3.4.2.3 Visualization of probabilities: nominal logistic regression

Following is the visualization of the nominal logistic regression model of ex.3.6.

3.4.3 Quiz

What will happen if your logistic regression fit the data poorly?

Why is my logistical regression a straight line?

Plotting a logistic curve.

solution: how to Plot the results of a logistic regression model using base R and ggplot

3.5 When \(y\) is ordinal

3.5.1 Culmulative probability

Because the categories of \(y\) now have order, for a K-level ordinal \(y\), \[\begin{align*} \begin{cases} y=1,\text{ if }y^*\leq\tau_1\\ y=2,\text{ if }\tau_1< y^*\leq\tau_2\\ \cdots\\ y=K,\text{ if }\tau_{K-1}<y^*. \end{cases} \end{align*}\] The cumulative probability is \[P(Y\le y_j)=P(Y=y_1)+\cdots+P(Y=y_j).\]

3.5.2 Cumulative probit regression

In nominal case, \(P(Y=y_k)\) is treated as cumulative probability of a standard normal random variable \(Z_k\). The modeled probability is now cumulative already, we are effectively treating \(P(Y\leq y_1),P(Y\leq y_2),\cdots,P(Y\leq y_k)\) as cumulative probabilities of a common random variable \(Z\), therefore we have a more parsimonious model:

\[\phi^{-1}[P(Y\leq y_k)]=y^*=\beta_{0k}+\beta_1x_1+\cdots+\beta_px_p.\]

3.5.2.1 Threshold \(\tau_k\): the ordinal probit regression as a latent variable model

When \(y\) is ordinal, we then model \(P(Y\leq y_j)\) as the cumulative probability of a latent variable \(y^*\) with \(\tau_k\) as \[\begin{align*} \phi^{-1}[P(Y\leq y_k)]&=\phi^{-1}[P(y^*<\tau_k)] \\ P(y^*<\tau_k)&=\beta_{0k}+\beta_1x_1+\cdots+\beta_px_p+\epsilon_k<\tau_k, \end{align*}\] where \(\epsilon_k\in N(0,\sigma^2)\), \[\begin{align*} P(y^*<\tau_k)&=P(\epsilon_k<\tau_k-\beta_{0k}-\beta_1x_1-\cdots-\beta_px_p)\\ &=P(\frac{\epsilon_k}{\sigma}<\frac{\tau_k-\beta_{0k}-\beta_1x_1-\cdots-\beta_px_p}{\sigma}). \end{align*}\] To make this model identifiable, let \(\sigma=1\) and \(\tau_k=0\), then \[\begin{align*} P(y^*<\tau_k)=P(Z_{\epsilon_k}<-\beta_{0k}-\beta_1x_1-\cdots-\beta_px_p). \end{align*}\] It is easy to see that, the signs of all regression coefficients of ordinal probit regression are negative.

§ WORK INSTRUCTION A
According to the excerpt on ordinal regression, what sign do all regression coefficients of ordinal probit regression have?
The text above and the records that follow were taken from unrelated sources.

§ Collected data

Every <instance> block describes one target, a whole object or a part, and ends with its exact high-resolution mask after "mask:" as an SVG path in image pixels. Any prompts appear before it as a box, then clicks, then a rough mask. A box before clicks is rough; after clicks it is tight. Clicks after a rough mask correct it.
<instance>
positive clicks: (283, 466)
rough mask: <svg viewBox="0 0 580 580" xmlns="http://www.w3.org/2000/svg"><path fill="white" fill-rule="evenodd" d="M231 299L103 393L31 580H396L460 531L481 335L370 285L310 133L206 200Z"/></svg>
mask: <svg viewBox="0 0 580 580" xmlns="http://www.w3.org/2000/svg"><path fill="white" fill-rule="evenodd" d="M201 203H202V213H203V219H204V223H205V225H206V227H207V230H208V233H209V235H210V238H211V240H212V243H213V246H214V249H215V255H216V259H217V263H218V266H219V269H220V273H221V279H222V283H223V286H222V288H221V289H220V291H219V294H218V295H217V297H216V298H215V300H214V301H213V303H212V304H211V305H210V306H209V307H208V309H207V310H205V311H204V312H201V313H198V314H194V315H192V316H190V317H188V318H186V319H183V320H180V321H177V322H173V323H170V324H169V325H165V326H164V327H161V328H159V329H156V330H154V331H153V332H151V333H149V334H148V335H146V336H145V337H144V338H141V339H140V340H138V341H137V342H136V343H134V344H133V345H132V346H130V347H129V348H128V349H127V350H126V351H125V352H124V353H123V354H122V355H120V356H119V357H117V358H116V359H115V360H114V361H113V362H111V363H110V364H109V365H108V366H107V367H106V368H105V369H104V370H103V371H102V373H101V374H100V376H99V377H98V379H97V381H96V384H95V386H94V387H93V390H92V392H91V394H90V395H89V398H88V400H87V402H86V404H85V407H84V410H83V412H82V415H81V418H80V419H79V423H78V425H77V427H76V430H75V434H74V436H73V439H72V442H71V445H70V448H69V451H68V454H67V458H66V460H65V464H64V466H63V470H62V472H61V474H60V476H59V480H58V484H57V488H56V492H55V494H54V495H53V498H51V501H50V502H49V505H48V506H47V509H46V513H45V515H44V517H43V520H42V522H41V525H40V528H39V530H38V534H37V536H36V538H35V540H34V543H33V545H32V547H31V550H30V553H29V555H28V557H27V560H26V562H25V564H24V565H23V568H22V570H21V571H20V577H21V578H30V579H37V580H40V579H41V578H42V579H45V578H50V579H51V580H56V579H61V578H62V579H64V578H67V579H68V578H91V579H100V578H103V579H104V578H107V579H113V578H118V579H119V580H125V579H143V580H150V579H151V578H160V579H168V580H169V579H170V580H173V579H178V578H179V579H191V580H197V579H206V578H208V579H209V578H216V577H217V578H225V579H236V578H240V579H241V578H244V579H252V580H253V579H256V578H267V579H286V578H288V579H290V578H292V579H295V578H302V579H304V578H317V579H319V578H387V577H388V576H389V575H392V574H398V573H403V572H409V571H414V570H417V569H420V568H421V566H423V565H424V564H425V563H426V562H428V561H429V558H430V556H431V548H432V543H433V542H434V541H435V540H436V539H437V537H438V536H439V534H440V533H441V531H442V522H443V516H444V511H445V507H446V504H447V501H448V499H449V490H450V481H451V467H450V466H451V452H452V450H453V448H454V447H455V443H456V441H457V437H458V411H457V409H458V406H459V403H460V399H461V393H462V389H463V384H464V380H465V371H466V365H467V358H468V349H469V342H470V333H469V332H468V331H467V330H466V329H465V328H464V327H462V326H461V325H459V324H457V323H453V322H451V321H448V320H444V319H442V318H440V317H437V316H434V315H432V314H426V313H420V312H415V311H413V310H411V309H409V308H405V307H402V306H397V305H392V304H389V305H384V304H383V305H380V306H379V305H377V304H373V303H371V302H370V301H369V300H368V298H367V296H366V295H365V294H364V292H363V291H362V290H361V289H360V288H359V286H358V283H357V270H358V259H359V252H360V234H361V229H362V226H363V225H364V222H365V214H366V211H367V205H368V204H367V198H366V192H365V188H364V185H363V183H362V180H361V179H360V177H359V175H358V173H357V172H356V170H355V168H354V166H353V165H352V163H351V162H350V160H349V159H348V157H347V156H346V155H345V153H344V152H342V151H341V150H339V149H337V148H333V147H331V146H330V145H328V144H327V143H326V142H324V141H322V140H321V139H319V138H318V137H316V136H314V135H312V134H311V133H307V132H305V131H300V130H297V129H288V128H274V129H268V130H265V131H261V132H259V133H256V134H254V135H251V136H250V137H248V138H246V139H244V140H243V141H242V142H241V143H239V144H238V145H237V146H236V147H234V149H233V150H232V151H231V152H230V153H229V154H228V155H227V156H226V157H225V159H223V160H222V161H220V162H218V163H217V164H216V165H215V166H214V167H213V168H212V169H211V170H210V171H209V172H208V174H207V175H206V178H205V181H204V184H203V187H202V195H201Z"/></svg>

§ WORK INSTRUCTION B
Locate every line in the records that contains the word "clicks" and copy each one out.

§ ANSWER A
They are all negative.

§ ANSWER B
Every <instance> block describes one target, a whole object or a part, and ends with its exact high-resolution mask after "mask:" as an SVG path in image pixels. Any prompts appear before it as a box, then clicks, then a rough mask. A box before clicks is rough; after clicks it is tight. Clicks after a rough mask correct it.
positive clicks: (283, 466)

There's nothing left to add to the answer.